▶ **WRITTEN EXERCISE**: Send back the records in full, character for character.
======== DATASET CONTENT
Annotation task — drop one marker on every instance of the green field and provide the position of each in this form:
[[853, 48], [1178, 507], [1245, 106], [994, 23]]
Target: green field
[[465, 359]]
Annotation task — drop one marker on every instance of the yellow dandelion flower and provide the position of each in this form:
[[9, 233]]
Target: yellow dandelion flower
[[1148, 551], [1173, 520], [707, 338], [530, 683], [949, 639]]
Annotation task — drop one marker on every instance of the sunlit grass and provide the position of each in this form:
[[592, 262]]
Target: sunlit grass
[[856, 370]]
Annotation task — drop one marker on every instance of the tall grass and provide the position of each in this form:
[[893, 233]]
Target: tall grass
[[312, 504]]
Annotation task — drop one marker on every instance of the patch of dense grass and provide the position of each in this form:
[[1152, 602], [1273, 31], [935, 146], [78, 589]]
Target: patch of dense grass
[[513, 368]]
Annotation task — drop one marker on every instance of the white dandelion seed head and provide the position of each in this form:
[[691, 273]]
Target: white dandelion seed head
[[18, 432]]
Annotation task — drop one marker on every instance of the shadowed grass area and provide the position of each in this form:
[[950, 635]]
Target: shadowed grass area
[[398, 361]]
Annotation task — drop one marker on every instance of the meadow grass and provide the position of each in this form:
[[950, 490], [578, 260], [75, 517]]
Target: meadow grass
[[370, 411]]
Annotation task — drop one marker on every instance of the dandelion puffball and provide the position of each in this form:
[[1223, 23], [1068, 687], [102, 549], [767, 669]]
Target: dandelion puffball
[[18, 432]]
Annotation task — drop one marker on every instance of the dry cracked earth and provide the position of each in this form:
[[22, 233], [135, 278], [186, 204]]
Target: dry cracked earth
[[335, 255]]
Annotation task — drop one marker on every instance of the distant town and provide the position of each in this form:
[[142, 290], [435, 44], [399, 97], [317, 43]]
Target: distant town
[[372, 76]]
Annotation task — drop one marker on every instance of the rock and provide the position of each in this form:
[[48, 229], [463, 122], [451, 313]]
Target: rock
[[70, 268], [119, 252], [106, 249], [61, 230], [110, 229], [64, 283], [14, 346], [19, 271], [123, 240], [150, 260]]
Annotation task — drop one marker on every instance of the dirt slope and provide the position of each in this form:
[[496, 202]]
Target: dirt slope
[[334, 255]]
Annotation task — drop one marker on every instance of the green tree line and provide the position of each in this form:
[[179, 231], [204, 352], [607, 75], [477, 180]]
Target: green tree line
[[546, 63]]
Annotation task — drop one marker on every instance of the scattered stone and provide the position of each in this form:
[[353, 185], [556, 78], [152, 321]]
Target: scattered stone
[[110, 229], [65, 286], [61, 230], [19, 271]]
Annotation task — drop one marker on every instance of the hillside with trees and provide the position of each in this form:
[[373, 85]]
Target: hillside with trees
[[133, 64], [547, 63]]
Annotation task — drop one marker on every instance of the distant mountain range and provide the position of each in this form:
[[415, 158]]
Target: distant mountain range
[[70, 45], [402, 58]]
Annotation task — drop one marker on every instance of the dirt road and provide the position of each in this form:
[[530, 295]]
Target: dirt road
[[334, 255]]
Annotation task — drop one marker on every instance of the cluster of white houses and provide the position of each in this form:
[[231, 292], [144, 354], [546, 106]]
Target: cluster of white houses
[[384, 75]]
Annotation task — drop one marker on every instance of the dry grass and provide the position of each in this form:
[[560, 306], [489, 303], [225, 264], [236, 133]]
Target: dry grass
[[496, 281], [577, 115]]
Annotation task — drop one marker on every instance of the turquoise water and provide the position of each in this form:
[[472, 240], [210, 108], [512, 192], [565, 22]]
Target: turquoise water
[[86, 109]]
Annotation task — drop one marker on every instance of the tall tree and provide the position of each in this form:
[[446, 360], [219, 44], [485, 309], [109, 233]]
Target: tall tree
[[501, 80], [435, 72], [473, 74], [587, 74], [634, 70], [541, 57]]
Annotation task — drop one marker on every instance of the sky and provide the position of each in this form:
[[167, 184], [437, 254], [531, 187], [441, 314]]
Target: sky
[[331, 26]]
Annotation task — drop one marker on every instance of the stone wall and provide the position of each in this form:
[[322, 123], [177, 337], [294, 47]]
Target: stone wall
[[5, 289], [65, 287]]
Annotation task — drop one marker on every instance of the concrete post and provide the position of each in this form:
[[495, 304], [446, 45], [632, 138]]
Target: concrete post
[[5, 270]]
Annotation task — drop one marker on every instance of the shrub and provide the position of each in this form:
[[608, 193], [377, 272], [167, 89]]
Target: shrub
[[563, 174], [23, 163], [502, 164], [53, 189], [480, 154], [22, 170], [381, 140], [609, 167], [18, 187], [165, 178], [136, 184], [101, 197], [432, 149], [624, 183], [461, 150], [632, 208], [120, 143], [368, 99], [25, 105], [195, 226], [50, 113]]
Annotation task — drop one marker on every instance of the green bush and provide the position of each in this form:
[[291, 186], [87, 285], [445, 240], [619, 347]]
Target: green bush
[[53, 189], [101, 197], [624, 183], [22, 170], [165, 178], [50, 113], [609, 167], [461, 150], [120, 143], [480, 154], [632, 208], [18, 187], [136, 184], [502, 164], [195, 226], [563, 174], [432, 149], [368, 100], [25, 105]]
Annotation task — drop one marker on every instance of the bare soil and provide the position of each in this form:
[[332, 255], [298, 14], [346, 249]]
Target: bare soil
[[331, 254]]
================
▶ **ANSWER FOR THIS EXERCISE**:
Annotation task — drop one marker on every instance of the green field and provide the position of each in this form:
[[853, 48], [1178, 507], [1245, 106], [994, 23]]
Target: green field
[[465, 359]]
Annotation task — drop one marker on every instance of the yellow dandelion flower and provide the position of each in this form:
[[9, 233]]
Target: yellow dandelion flower
[[1148, 551], [1173, 520], [707, 338], [530, 683], [949, 639]]
Annotation task — drop one marker on every instance of the sunlit grass and provide the position of each in this form:
[[592, 262]]
Target: sunlit grass
[[856, 370]]
Annotation task — drop one marker on every instance of the tall grass and provide the position of each in this form:
[[893, 233]]
Target: tall grass
[[312, 504]]
Annotation task — drop one marker on every instance of the patch of dense grass and provide the position of each in this form:
[[1152, 602], [1273, 31], [935, 146], [78, 589]]
Target: patch of dense grass
[[513, 368]]
Annotation task — drop one marker on every instance of the white dandelion seed head and provide the position of each in this form:
[[691, 273]]
Target: white dandelion seed head
[[18, 432]]
Annotation task — drop one marker on every instance of the shadowed grass area and provide the position of each in this form:
[[950, 635]]
Target: shadowed grass area
[[398, 361]]
Annotation task — drop one marker on every instance of the meadow grass and provide the position of each in this form:
[[950, 490], [578, 260], [75, 517]]
Target: meadow grass
[[370, 411]]
Annotation task — drop one marker on every instance of the dandelion puffball and provide the position of each in this form:
[[1223, 23], [1068, 687], [102, 549], [767, 669]]
Target: dandelion puffball
[[18, 432]]
Annotation task — drop one marker on every instance of the dry cracked earth and provide the position of each in this form:
[[22, 233], [135, 278], [186, 204]]
Target: dry cracked earth
[[335, 255]]
Annotation task — drop one marker on every instance of the distant town and provide the position of each in this form:
[[142, 290], [435, 44], [399, 97], [317, 43]]
Target: distant town
[[372, 76]]
Annotation task — drop one marker on every instance of the rock and provide the position of each in this form:
[[48, 229], [463, 122], [451, 313]]
Target: rock
[[70, 268], [119, 252], [106, 249], [61, 230], [110, 229], [64, 283], [14, 346], [19, 271], [123, 240], [150, 260]]
Annotation task — drop one marker on every instance of the dirt slope and provide the position of each in this form:
[[496, 202]]
Target: dirt slope
[[334, 255]]
Annotation task — drop one marker on every instance of the green tree line and provide the position of each in this form:
[[179, 231], [204, 352], [607, 75], [477, 180]]
Target: green tree line
[[546, 63]]
Annotation task — drop one marker on every instance of the scattered stone and provide the position of each in this form:
[[353, 185], [556, 78], [152, 321]]
Target: scattered stone
[[110, 229], [65, 286], [61, 230], [19, 271]]
Annotation task — drop one marker on every instance of the hillside with trees and provide the position of each in this form:
[[373, 85]]
Target: hillside with trees
[[133, 64], [547, 63]]
Annotation task — drop one marker on every instance of the distant mountain range and provide the position of each in this form:
[[415, 158]]
Target: distant mountain range
[[70, 45], [402, 58]]
Annotation task — drop one marker on every instance of the dirt road and provide the position of each in this form:
[[530, 295]]
Target: dirt road
[[334, 255]]
Annotation task — drop one marker on every instance of the cluster of white houses and provide the position of each in this form:
[[231, 292], [144, 354], [546, 106]]
Target: cluster of white houses
[[384, 75]]
Annotation task — drop one marker on every instance of the dry grass and provide the position of each in this form:
[[560, 306], [489, 303], [225, 264], [236, 133]]
Target: dry grass
[[496, 281], [577, 115]]
Annotation task — drop one marker on every instance of the turquoise water and provide the position of each in this form:
[[472, 240], [210, 108], [512, 192], [565, 22]]
Target: turquoise water
[[86, 109]]
Annotation task — drop one marker on every instance of the tall tree and provide the position of each in this form:
[[446, 360], [219, 44], [485, 309], [109, 233]]
Target: tall tree
[[501, 80], [435, 72], [473, 74], [587, 74], [634, 70], [541, 57]]
Annotation task — drop one marker on every instance of the sky and provide the position of each in this form:
[[167, 184], [437, 254], [531, 187], [441, 314]]
Target: sky
[[331, 26]]
Annotation task — drop one marker on every instance of the stone wall and provide the position of each in this form:
[[322, 123], [177, 337], [294, 47]]
Target: stone wall
[[5, 289], [65, 287]]
Annotation task — drop one marker on every instance of the concrete post and provide the position of each in this form:
[[495, 304], [446, 45], [632, 138]]
Target: concrete post
[[5, 270]]
Annotation task — drop one marker on every instance of the shrub and provide the position of each in this form:
[[608, 193], [377, 272], [167, 89]]
Target: shrub
[[563, 174], [23, 163], [502, 164], [53, 189], [480, 154], [22, 170], [381, 140], [609, 167], [18, 187], [165, 178], [136, 184], [101, 197], [432, 149], [624, 183], [461, 150], [632, 208], [120, 143], [368, 99], [25, 105], [195, 226], [50, 113]]
Annotation task — drop one marker on every instance of the green bush and provide the position of each in this form:
[[291, 186], [87, 285], [445, 240], [619, 347]]
Target: green bush
[[53, 189], [101, 197], [624, 183], [22, 170], [165, 178], [50, 113], [609, 167], [461, 150], [120, 143], [480, 154], [632, 208], [18, 187], [136, 184], [502, 164], [195, 226], [563, 174], [432, 149], [368, 100], [25, 105]]
Annotation task — drop one marker on every instance of the bare soil and provide the position of each in this form:
[[332, 255], [298, 14], [346, 249]]
Target: bare soil
[[331, 254]]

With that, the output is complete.